- **Material to process**
+===+

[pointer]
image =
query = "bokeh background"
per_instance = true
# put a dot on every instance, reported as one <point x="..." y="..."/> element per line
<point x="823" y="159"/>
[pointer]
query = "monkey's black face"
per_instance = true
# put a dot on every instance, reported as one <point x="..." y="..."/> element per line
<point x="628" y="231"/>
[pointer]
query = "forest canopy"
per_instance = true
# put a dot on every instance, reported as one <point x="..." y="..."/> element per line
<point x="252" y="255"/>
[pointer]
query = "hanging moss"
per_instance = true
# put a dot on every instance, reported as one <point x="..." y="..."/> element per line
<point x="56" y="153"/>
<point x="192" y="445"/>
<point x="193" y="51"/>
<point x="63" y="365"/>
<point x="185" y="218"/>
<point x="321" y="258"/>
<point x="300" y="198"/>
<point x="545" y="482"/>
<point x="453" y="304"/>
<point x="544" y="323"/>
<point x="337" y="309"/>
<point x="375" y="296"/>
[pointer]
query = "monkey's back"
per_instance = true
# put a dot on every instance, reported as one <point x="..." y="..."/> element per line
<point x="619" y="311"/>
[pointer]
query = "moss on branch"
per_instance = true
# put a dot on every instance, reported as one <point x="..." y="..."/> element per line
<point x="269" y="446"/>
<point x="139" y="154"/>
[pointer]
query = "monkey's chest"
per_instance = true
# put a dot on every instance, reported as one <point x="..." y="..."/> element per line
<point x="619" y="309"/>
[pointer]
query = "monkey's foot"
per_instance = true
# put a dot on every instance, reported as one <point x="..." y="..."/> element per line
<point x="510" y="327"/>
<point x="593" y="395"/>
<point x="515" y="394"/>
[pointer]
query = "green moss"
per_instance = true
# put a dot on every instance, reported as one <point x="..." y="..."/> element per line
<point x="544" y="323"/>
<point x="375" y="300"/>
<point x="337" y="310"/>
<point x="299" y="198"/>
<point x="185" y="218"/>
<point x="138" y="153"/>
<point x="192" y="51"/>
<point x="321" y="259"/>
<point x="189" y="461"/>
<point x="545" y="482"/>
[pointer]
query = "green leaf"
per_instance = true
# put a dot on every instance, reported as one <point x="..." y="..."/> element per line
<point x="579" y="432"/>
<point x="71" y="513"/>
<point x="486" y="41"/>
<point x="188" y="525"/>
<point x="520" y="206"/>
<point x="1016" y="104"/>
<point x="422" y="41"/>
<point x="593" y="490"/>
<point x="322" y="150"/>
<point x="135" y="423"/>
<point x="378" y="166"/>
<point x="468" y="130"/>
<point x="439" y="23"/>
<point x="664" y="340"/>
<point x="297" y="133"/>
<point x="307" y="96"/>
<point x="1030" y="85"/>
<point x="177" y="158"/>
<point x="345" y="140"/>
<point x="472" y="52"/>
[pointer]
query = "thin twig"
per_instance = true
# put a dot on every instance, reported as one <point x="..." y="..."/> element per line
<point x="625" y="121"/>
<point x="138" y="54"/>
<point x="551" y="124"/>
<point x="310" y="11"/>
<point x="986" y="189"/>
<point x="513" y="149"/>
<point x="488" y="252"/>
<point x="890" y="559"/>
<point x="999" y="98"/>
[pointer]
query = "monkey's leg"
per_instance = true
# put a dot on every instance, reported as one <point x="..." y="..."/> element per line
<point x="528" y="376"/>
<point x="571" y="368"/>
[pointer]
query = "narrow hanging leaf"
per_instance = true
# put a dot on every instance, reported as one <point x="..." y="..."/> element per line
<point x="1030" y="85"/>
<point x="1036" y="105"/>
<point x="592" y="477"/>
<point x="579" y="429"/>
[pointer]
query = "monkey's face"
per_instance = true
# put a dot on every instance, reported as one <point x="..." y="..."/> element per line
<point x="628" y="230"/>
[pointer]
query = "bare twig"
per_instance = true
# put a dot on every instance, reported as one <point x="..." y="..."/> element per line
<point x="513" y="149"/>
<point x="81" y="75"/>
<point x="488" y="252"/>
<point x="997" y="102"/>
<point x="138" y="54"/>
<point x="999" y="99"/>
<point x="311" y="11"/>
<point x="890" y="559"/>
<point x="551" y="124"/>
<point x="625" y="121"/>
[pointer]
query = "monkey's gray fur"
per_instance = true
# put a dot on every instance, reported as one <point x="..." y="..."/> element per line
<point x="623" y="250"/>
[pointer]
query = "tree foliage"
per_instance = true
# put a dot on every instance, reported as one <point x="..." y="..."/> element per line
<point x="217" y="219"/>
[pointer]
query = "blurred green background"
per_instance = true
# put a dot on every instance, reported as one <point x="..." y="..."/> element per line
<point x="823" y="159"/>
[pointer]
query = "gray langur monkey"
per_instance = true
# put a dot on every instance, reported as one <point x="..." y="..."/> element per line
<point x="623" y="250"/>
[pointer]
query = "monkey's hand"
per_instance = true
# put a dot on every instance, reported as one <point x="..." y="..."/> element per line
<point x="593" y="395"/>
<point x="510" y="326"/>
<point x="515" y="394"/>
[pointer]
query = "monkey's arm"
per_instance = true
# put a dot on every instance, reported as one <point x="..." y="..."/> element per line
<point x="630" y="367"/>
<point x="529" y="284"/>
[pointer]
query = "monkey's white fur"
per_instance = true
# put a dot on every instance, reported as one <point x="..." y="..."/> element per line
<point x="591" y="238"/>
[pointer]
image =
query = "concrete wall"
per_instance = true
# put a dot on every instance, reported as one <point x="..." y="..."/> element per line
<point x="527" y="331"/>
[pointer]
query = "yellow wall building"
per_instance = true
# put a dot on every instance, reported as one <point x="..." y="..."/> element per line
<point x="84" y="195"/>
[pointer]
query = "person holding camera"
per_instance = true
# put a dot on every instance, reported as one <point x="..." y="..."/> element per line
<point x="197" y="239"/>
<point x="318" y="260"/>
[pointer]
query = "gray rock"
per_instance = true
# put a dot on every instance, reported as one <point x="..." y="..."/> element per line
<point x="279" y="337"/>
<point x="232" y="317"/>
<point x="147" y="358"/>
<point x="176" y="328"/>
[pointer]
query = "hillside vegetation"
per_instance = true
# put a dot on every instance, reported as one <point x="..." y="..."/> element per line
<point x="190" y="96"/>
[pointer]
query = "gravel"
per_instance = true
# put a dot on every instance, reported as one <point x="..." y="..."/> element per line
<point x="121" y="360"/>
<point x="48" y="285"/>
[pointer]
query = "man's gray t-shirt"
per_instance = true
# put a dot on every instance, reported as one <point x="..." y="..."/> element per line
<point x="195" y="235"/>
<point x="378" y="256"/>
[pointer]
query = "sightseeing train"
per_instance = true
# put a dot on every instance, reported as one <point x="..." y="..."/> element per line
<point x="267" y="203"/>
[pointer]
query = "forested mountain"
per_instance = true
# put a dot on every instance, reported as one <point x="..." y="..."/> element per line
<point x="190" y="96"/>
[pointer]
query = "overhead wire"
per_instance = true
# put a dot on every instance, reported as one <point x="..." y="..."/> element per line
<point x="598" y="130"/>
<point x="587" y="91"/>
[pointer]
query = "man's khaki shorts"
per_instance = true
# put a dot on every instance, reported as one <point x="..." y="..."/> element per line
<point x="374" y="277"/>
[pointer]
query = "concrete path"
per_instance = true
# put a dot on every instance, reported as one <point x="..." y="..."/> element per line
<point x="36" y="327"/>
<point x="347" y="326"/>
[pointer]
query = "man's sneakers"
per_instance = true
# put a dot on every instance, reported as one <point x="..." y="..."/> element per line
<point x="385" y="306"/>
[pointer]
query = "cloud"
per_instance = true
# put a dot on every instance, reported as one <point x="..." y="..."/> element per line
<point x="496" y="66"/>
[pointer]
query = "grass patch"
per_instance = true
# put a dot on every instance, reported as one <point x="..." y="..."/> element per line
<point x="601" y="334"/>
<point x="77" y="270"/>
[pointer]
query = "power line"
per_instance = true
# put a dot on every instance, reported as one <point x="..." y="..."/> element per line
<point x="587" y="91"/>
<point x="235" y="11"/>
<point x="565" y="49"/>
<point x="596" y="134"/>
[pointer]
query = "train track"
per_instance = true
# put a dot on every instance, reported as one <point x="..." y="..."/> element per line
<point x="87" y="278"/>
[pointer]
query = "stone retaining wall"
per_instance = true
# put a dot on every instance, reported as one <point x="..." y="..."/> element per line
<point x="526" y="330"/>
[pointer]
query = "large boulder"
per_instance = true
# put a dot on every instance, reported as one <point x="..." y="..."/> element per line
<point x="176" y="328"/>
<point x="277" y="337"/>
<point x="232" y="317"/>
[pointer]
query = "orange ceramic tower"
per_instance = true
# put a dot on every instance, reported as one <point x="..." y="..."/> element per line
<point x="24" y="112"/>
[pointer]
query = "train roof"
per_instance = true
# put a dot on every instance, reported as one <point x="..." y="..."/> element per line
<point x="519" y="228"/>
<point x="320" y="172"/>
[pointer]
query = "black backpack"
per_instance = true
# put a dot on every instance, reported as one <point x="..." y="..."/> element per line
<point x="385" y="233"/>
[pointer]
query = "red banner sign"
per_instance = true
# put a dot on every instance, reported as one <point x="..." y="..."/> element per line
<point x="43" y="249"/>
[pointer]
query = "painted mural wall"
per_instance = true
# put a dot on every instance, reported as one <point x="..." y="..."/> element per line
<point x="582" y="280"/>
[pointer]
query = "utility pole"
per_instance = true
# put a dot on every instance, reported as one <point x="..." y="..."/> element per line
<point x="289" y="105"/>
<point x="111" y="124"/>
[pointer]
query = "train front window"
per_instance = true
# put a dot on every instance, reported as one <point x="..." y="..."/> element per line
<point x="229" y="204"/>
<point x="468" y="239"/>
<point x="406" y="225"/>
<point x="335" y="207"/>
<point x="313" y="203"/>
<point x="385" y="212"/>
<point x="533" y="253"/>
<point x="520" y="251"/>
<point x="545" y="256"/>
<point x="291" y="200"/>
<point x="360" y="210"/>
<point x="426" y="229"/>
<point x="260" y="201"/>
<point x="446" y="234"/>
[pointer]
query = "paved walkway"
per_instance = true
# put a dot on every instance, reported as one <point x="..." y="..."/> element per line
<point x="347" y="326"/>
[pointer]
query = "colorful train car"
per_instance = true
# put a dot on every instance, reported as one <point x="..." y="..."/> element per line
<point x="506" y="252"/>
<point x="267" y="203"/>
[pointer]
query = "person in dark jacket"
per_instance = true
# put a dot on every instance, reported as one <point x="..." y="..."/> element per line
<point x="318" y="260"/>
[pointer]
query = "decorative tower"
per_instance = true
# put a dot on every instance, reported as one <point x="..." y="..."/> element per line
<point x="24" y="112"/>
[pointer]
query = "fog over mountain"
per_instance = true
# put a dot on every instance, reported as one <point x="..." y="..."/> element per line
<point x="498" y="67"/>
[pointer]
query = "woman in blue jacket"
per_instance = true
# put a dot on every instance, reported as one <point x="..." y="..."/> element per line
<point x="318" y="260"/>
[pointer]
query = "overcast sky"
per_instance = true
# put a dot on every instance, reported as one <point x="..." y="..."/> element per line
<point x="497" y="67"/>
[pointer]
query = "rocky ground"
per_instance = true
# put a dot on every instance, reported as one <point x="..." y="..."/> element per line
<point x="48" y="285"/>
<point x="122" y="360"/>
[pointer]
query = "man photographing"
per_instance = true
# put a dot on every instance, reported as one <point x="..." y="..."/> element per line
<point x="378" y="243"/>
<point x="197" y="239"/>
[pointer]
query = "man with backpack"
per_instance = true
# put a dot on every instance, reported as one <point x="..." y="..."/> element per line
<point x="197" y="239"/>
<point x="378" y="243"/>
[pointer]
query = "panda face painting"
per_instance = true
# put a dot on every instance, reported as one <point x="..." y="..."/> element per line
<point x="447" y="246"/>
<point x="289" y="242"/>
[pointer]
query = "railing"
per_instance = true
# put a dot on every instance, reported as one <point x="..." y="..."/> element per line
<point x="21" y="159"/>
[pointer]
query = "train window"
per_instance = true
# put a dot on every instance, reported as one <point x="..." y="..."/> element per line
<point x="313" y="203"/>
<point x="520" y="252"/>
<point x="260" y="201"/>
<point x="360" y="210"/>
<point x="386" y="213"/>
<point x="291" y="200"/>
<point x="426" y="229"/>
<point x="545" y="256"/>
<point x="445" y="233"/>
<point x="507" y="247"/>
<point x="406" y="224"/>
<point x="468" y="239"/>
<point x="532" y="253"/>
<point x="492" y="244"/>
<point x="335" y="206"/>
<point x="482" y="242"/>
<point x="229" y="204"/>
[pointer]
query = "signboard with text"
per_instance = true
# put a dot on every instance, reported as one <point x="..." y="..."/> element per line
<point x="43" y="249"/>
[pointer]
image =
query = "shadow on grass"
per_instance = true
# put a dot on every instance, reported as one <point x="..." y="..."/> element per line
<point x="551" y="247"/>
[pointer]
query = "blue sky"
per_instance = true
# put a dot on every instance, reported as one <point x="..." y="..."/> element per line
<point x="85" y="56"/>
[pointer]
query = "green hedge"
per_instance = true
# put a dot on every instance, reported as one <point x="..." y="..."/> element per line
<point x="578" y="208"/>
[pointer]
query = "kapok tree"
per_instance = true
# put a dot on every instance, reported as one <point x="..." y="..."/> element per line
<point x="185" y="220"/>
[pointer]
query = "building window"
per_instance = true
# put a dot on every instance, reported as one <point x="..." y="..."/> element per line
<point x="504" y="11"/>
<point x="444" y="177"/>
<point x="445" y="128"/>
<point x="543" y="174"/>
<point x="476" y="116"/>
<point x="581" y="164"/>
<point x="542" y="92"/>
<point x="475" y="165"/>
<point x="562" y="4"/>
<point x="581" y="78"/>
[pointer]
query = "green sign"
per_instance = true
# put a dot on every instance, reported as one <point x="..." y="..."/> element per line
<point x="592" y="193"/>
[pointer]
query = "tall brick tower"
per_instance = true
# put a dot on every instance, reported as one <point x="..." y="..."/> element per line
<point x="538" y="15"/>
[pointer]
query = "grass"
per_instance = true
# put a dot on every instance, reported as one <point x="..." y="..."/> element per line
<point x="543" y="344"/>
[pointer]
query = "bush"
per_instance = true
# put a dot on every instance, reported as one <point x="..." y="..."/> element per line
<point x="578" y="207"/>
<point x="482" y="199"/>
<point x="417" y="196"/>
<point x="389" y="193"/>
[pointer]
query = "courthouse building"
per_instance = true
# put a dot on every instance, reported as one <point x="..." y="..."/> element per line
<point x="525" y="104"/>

+===+

- **Task to complete**
Show every line of the items above that contains the string "gray", matching case exactly.

- **Solution for this exercise**
query = "monkey's gray fur"
query = "gray langur monkey"
query = "gray rock"
query = "man's gray t-shirt"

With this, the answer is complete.